Collected data
** start **

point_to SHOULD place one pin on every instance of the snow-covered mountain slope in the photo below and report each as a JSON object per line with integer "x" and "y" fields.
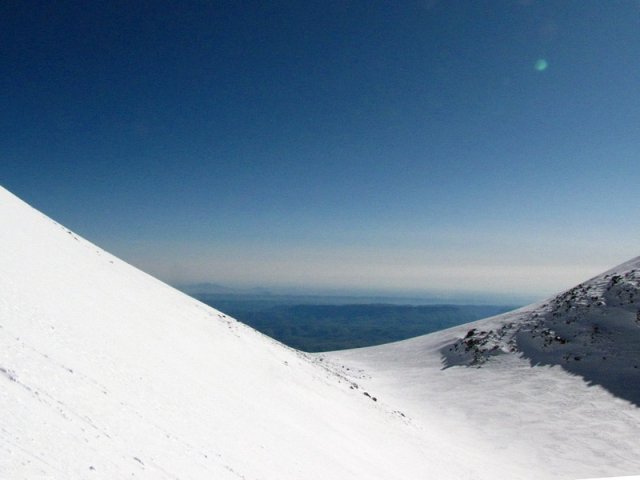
{"x": 107, "y": 373}
{"x": 555, "y": 386}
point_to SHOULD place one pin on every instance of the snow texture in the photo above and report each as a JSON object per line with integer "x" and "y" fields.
{"x": 554, "y": 386}
{"x": 106, "y": 372}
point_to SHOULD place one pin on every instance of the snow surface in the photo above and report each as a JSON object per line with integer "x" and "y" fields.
{"x": 554, "y": 387}
{"x": 107, "y": 373}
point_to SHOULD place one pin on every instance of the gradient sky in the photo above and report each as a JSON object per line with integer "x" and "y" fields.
{"x": 412, "y": 146}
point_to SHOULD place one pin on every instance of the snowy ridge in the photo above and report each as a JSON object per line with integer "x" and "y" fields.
{"x": 108, "y": 373}
{"x": 554, "y": 386}
{"x": 592, "y": 330}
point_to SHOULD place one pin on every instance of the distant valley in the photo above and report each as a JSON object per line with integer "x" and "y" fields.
{"x": 322, "y": 326}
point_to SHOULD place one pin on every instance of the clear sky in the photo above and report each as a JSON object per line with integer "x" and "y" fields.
{"x": 391, "y": 146}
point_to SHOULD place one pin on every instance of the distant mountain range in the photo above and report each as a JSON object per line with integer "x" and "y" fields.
{"x": 106, "y": 372}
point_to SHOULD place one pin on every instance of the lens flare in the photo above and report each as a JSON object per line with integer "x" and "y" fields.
{"x": 541, "y": 65}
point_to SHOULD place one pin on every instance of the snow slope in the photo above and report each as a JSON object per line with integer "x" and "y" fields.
{"x": 554, "y": 386}
{"x": 107, "y": 373}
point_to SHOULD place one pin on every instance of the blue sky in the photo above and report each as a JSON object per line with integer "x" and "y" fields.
{"x": 485, "y": 146}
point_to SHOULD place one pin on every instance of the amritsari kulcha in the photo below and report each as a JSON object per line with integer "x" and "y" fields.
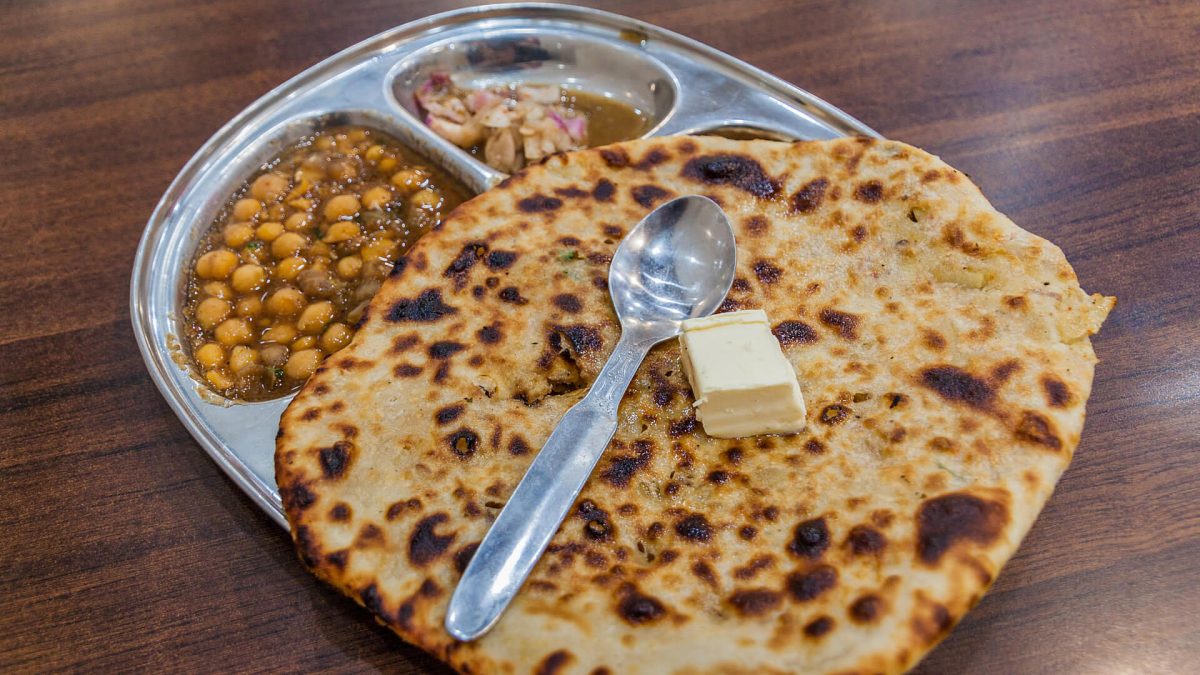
{"x": 945, "y": 359}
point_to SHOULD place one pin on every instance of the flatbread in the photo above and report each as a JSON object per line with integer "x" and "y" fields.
{"x": 943, "y": 353}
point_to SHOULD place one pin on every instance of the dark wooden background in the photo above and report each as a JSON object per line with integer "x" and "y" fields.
{"x": 123, "y": 547}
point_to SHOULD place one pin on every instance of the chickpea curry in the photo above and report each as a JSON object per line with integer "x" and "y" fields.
{"x": 285, "y": 273}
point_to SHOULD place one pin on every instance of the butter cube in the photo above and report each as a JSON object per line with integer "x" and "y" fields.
{"x": 743, "y": 383}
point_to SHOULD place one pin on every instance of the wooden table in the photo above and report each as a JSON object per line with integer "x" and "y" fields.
{"x": 123, "y": 547}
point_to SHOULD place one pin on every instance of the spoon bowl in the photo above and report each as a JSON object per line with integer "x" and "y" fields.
{"x": 676, "y": 264}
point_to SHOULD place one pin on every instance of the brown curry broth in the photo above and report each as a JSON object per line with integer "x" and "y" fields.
{"x": 395, "y": 221}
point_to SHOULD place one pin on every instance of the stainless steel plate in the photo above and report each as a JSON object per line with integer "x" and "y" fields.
{"x": 683, "y": 87}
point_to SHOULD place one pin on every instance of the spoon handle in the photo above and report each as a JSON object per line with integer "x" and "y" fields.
{"x": 543, "y": 499}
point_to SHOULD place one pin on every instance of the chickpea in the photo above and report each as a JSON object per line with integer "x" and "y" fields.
{"x": 408, "y": 179}
{"x": 238, "y": 234}
{"x": 341, "y": 231}
{"x": 303, "y": 364}
{"x": 233, "y": 332}
{"x": 426, "y": 198}
{"x": 217, "y": 290}
{"x": 216, "y": 264}
{"x": 247, "y": 278}
{"x": 246, "y": 209}
{"x": 269, "y": 231}
{"x": 249, "y": 306}
{"x": 318, "y": 251}
{"x": 269, "y": 186}
{"x": 288, "y": 244}
{"x": 342, "y": 171}
{"x": 274, "y": 354}
{"x": 243, "y": 359}
{"x": 289, "y": 268}
{"x": 311, "y": 172}
{"x": 280, "y": 333}
{"x": 315, "y": 317}
{"x": 210, "y": 354}
{"x": 377, "y": 197}
{"x": 211, "y": 311}
{"x": 219, "y": 380}
{"x": 341, "y": 207}
{"x": 381, "y": 250}
{"x": 285, "y": 302}
{"x": 336, "y": 336}
{"x": 297, "y": 222}
{"x": 349, "y": 267}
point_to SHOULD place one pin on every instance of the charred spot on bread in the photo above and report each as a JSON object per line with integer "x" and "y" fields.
{"x": 539, "y": 203}
{"x": 810, "y": 538}
{"x": 947, "y": 520}
{"x": 425, "y": 544}
{"x": 427, "y": 306}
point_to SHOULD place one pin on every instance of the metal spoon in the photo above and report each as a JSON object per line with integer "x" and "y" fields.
{"x": 676, "y": 264}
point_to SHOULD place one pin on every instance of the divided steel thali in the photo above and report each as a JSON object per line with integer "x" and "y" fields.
{"x": 261, "y": 260}
{"x": 678, "y": 85}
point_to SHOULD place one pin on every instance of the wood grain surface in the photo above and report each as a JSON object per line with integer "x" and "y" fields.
{"x": 124, "y": 548}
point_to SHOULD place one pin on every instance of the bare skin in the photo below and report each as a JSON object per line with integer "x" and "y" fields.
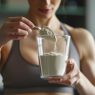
{"x": 20, "y": 28}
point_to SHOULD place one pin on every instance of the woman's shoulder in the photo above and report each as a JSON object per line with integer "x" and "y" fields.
{"x": 5, "y": 50}
{"x": 83, "y": 39}
{"x": 79, "y": 33}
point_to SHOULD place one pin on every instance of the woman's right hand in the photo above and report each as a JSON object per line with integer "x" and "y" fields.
{"x": 15, "y": 28}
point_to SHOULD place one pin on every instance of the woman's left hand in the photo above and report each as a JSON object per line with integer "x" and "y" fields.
{"x": 71, "y": 77}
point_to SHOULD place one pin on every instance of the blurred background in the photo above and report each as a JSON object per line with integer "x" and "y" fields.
{"x": 78, "y": 13}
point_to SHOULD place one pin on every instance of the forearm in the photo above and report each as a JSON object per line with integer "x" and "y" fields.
{"x": 84, "y": 86}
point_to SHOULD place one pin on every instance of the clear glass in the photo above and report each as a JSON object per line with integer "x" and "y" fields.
{"x": 53, "y": 53}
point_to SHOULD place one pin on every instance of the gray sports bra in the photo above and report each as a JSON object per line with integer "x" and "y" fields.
{"x": 19, "y": 76}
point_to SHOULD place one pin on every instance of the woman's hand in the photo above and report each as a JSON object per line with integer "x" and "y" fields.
{"x": 71, "y": 77}
{"x": 15, "y": 28}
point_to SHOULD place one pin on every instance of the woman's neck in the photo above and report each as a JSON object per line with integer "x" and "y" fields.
{"x": 50, "y": 22}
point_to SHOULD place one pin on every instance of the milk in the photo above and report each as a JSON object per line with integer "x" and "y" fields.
{"x": 52, "y": 64}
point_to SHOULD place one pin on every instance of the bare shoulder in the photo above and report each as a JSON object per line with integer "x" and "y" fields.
{"x": 83, "y": 40}
{"x": 5, "y": 50}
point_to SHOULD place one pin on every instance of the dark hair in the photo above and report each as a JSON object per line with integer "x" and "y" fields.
{"x": 62, "y": 2}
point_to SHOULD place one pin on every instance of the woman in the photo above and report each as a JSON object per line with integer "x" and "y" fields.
{"x": 19, "y": 57}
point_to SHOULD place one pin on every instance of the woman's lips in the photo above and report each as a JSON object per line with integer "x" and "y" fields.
{"x": 45, "y": 10}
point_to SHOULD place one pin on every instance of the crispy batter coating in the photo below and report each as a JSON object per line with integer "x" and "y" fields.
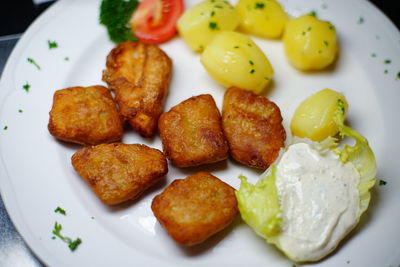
{"x": 191, "y": 132}
{"x": 139, "y": 74}
{"x": 195, "y": 208}
{"x": 119, "y": 172}
{"x": 85, "y": 115}
{"x": 253, "y": 127}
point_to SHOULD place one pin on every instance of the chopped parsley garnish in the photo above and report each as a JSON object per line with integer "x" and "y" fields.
{"x": 382, "y": 182}
{"x": 60, "y": 210}
{"x": 259, "y": 6}
{"x": 213, "y": 26}
{"x": 30, "y": 60}
{"x": 313, "y": 13}
{"x": 26, "y": 87}
{"x": 72, "y": 244}
{"x": 115, "y": 15}
{"x": 52, "y": 44}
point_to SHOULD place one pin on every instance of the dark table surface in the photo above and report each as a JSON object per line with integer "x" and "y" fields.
{"x": 14, "y": 20}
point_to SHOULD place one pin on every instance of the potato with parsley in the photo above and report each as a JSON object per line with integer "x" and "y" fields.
{"x": 310, "y": 43}
{"x": 199, "y": 24}
{"x": 264, "y": 18}
{"x": 313, "y": 118}
{"x": 233, "y": 59}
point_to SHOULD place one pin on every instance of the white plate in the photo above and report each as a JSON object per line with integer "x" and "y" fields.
{"x": 36, "y": 174}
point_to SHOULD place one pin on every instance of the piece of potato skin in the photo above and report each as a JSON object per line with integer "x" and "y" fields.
{"x": 195, "y": 208}
{"x": 313, "y": 118}
{"x": 233, "y": 59}
{"x": 264, "y": 18}
{"x": 253, "y": 127}
{"x": 199, "y": 24}
{"x": 85, "y": 115}
{"x": 310, "y": 43}
{"x": 191, "y": 132}
{"x": 139, "y": 74}
{"x": 119, "y": 172}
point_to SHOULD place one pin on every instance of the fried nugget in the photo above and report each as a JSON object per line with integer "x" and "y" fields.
{"x": 195, "y": 208}
{"x": 253, "y": 127}
{"x": 85, "y": 115}
{"x": 191, "y": 132}
{"x": 119, "y": 172}
{"x": 139, "y": 74}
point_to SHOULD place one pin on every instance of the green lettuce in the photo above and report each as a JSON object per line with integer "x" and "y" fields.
{"x": 360, "y": 155}
{"x": 259, "y": 204}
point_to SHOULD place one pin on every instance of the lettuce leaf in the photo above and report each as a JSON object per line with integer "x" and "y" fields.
{"x": 259, "y": 204}
{"x": 360, "y": 155}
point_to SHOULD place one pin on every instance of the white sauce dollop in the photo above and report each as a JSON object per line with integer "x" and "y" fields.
{"x": 319, "y": 201}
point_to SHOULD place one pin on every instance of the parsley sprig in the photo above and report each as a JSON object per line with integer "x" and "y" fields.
{"x": 72, "y": 244}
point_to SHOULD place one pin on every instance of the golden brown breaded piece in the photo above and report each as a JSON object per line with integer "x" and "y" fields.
{"x": 119, "y": 172}
{"x": 253, "y": 127}
{"x": 85, "y": 115}
{"x": 139, "y": 74}
{"x": 195, "y": 208}
{"x": 191, "y": 132}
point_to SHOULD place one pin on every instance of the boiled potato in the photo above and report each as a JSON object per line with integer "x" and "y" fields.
{"x": 313, "y": 118}
{"x": 310, "y": 44}
{"x": 264, "y": 18}
{"x": 199, "y": 24}
{"x": 233, "y": 59}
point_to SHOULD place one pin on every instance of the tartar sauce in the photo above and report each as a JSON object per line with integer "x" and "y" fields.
{"x": 319, "y": 201}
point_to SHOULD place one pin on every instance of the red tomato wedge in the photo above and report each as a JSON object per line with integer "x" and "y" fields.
{"x": 154, "y": 21}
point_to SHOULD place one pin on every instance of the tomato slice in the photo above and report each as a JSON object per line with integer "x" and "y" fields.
{"x": 154, "y": 21}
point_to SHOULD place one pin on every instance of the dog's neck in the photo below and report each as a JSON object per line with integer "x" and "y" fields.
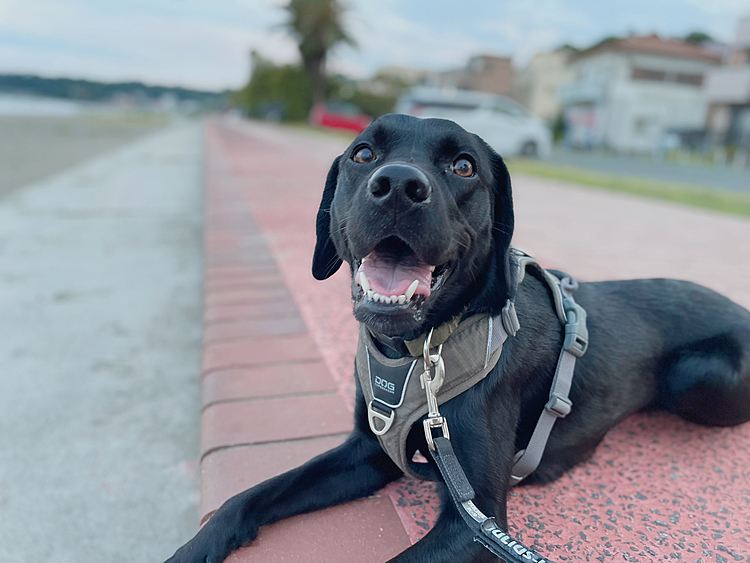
{"x": 393, "y": 347}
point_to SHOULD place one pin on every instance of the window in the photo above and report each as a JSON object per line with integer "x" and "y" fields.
{"x": 647, "y": 74}
{"x": 691, "y": 79}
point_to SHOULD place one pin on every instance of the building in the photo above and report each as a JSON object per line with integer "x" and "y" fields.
{"x": 483, "y": 73}
{"x": 537, "y": 84}
{"x": 728, "y": 94}
{"x": 628, "y": 94}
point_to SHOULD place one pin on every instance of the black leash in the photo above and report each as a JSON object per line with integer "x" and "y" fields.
{"x": 485, "y": 529}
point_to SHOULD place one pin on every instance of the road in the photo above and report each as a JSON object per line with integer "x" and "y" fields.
{"x": 100, "y": 276}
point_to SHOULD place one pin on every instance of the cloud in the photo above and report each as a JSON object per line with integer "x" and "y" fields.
{"x": 206, "y": 44}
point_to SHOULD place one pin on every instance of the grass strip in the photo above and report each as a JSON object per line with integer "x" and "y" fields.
{"x": 726, "y": 201}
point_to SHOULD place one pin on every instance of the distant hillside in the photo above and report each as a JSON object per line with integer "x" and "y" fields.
{"x": 101, "y": 91}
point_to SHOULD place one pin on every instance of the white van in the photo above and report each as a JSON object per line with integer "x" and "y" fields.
{"x": 504, "y": 124}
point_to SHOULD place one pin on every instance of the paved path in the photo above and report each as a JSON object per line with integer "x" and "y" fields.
{"x": 99, "y": 353}
{"x": 657, "y": 487}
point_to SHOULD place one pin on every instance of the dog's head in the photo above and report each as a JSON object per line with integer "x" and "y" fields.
{"x": 422, "y": 212}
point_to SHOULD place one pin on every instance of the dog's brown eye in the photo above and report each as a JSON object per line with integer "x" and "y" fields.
{"x": 364, "y": 155}
{"x": 463, "y": 168}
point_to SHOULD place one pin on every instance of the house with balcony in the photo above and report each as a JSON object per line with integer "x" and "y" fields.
{"x": 628, "y": 94}
{"x": 537, "y": 84}
{"x": 482, "y": 73}
{"x": 728, "y": 94}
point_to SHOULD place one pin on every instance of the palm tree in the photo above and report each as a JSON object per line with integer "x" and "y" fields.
{"x": 317, "y": 27}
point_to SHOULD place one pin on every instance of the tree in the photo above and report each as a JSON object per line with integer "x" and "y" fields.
{"x": 317, "y": 27}
{"x": 276, "y": 92}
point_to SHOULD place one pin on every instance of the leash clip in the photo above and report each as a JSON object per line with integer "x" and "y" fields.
{"x": 431, "y": 380}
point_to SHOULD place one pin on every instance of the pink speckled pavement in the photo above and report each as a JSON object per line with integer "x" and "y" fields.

** end **

» Aim
Repeat only the stretch of lines starting at the one containing "point_to SHOULD place one pin on every instance of the palm" and running to the final line of the entries above.

» Solution to the problem
point_to SHOULD place one pin on every instance of the palm tree in the photo above and report each as a JSON object per line with integer "x" and "y" fields.
{"x": 317, "y": 27}
point_to SHOULD place one pin on every instance of the tree in the photo above and report each as a JSON object per line with integer "x" and "y" fields.
{"x": 317, "y": 27}
{"x": 276, "y": 92}
point_to SHOULD place one pin on every instance of the leash clip in the photo above and report each as a JSON object per line with integer "x" and "y" fields.
{"x": 431, "y": 380}
point_to SHOULD place one pin on every instance of the pink speckled pavement in the photo above and report each as a JSON object per line with integer "x" and "y" fields.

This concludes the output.